WHAT YOU NEED TO DO
Every line below between the line holding "Target: metal basin" and the line holding "x=477, y=211", inclusive, should be repeated exactly, and all other lines omitted.

DATA FOR THIS TASK
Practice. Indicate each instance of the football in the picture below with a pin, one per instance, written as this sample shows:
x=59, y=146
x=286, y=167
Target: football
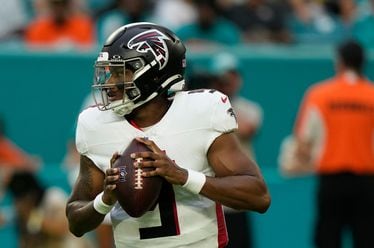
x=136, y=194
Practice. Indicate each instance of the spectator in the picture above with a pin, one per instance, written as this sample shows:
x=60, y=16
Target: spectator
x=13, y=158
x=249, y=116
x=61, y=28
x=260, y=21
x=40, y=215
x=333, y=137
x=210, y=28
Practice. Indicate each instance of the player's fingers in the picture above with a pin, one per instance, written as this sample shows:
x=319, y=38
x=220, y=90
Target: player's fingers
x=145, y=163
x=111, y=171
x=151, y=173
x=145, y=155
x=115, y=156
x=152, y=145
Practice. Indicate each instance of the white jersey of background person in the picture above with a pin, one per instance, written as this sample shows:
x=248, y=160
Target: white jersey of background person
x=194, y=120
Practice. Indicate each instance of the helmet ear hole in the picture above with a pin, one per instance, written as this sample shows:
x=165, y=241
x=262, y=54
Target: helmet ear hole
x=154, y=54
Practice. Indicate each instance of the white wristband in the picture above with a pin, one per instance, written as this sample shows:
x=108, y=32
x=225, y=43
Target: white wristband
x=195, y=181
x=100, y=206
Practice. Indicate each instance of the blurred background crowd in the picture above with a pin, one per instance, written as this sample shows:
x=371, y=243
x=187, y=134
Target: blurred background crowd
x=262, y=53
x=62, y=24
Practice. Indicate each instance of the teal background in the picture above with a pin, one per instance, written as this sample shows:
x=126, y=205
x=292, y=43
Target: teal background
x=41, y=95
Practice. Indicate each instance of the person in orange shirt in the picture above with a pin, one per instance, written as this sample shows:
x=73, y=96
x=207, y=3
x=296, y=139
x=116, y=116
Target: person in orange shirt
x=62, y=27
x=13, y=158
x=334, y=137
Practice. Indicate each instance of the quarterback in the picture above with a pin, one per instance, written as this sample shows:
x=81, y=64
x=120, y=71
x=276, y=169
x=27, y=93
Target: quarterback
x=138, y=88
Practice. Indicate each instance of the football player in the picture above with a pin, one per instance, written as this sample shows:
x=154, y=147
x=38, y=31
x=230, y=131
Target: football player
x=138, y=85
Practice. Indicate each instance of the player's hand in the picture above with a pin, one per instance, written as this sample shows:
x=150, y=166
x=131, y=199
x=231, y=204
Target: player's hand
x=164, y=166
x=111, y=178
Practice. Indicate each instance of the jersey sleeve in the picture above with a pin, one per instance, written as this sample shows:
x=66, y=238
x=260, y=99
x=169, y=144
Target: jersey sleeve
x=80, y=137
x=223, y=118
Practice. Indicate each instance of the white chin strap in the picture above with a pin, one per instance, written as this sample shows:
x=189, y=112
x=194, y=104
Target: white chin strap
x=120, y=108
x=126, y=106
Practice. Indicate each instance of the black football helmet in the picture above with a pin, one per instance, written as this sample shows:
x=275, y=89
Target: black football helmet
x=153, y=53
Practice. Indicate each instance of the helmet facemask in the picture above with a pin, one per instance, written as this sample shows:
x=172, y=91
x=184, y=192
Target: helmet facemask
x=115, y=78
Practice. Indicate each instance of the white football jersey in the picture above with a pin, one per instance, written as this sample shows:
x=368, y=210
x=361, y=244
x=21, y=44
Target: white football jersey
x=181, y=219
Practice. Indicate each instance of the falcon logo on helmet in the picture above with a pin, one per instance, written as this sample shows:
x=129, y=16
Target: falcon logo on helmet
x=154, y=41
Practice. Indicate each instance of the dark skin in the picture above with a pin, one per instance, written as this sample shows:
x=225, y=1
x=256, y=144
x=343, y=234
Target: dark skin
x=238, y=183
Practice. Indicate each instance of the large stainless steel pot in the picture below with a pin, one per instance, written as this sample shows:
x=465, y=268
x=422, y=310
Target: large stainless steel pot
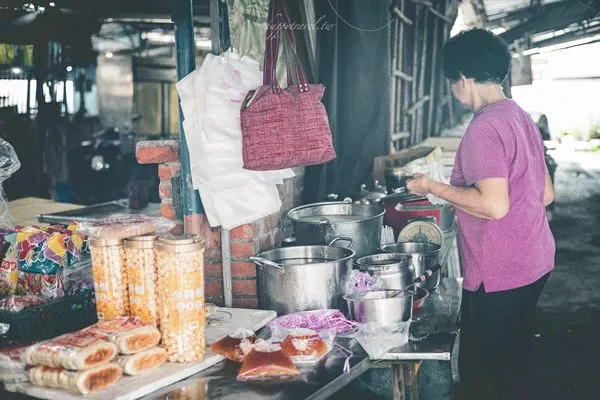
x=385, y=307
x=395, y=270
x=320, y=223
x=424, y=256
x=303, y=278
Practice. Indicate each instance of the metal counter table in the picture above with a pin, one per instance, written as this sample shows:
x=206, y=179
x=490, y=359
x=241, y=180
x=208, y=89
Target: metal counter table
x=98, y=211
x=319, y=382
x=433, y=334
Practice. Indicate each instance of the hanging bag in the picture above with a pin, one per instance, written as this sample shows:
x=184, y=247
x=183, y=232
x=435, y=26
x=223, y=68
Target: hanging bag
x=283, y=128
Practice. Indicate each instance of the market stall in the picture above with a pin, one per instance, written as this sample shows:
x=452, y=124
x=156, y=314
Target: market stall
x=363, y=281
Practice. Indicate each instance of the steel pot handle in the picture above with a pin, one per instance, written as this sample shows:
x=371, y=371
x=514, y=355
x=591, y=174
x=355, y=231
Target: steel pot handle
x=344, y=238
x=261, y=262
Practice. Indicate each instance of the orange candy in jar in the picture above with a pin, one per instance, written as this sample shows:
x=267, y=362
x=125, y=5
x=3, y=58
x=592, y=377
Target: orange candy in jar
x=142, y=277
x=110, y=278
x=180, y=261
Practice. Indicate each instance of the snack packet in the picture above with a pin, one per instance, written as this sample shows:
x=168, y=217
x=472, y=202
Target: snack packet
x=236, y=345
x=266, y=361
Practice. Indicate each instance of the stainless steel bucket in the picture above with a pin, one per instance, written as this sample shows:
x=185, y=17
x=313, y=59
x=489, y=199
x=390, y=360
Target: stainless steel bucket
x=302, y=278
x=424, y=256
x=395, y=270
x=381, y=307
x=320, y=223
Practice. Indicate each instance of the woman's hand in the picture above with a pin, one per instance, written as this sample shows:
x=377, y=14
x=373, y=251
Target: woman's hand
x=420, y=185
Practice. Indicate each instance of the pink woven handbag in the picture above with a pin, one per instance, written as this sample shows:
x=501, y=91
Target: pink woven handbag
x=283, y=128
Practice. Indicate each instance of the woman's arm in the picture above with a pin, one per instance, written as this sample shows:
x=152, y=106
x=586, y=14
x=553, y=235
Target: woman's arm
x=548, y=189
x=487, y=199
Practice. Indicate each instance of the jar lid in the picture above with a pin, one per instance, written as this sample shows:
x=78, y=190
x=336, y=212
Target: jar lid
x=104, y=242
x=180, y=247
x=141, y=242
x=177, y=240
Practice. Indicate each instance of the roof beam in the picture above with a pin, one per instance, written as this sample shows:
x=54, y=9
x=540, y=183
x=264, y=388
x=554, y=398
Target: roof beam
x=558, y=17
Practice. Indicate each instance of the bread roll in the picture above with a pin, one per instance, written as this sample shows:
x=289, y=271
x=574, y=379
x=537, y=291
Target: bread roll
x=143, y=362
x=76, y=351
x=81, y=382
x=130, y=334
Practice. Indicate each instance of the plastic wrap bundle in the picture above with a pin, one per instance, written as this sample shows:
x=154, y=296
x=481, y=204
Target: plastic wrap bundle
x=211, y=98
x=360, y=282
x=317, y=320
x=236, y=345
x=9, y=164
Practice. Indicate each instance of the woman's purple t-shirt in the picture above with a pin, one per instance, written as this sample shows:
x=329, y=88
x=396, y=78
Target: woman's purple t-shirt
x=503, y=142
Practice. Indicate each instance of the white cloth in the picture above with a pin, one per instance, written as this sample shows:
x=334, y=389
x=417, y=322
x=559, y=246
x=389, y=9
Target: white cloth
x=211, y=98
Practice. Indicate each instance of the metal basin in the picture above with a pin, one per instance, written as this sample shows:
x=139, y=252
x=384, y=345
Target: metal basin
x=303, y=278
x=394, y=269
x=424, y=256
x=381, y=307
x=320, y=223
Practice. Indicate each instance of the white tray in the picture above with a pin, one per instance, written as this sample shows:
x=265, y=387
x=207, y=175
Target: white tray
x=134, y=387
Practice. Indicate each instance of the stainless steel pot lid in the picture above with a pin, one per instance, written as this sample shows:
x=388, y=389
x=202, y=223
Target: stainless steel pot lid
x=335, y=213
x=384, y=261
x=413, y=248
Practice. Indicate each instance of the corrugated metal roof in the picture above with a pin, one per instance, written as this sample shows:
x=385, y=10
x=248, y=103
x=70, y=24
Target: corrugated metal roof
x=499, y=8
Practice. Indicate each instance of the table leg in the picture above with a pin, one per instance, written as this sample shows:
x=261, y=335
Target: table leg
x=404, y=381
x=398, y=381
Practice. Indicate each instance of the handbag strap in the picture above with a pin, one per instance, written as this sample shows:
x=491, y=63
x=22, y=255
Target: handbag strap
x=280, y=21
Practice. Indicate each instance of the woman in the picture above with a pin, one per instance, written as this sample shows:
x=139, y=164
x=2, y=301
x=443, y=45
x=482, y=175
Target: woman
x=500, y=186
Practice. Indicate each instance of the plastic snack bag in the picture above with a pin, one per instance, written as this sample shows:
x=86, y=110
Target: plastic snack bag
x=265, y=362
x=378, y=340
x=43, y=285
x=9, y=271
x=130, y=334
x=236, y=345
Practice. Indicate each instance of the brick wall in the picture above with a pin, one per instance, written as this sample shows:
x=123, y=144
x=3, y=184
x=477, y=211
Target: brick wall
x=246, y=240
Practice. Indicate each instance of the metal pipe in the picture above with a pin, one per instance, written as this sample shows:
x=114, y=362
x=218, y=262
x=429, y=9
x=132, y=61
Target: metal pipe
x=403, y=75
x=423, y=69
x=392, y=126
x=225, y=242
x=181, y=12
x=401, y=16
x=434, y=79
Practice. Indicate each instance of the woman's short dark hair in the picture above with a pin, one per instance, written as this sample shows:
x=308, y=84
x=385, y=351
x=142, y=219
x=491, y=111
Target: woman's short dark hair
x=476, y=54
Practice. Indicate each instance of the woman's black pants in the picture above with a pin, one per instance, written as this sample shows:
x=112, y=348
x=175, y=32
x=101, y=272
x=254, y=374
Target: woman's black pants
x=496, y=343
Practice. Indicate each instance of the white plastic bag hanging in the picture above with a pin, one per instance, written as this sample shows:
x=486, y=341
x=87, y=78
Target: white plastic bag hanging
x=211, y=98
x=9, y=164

RESULT FOR THIS TASK
Target: metal basin
x=303, y=278
x=394, y=269
x=424, y=256
x=381, y=307
x=320, y=223
Practice. Indicate each instance of the white tray in the picture above with a pin, one per instance, written as this sample shows:
x=265, y=387
x=207, y=175
Target: white tray
x=134, y=387
Practice. Indicate each instance of the stainless steel pot lid in the picture above with a pin, one per instance, written as this sample shows:
x=388, y=389
x=202, y=223
Target: stainless steel pot lid
x=335, y=213
x=384, y=261
x=413, y=248
Practice. Indicate each instance of the corrugated metal roof in the picture above with a pin, one per instance, written as this sample shows:
x=385, y=10
x=248, y=103
x=70, y=24
Target: corrugated metal roof
x=499, y=8
Practice. Indicate each instance of the table leg in the picture above with a pin, one per instance, written as this sample shows:
x=261, y=335
Target: table leg
x=404, y=381
x=398, y=381
Practice. Indicate each instance of the handbag strap in the picture above with a pin, one per instance, written as this sample shows:
x=491, y=63
x=22, y=255
Target: handbag strap
x=280, y=21
Practice. Indicate each instance of the woman in the picture above with a pin, one per instance, written as this sample shows:
x=139, y=164
x=2, y=301
x=443, y=45
x=482, y=175
Target: woman
x=500, y=186
Practice. Indicate each instance of the plastic snack bag in the picture above with a pin, one per instance, written as this sample shows:
x=86, y=110
Target: plastic snack bag
x=265, y=362
x=378, y=340
x=43, y=285
x=9, y=271
x=130, y=334
x=236, y=345
Practice. Indicate each instance of the brick wall in the picture above with a pin, one per instance, written as this sample shows:
x=123, y=144
x=3, y=184
x=477, y=211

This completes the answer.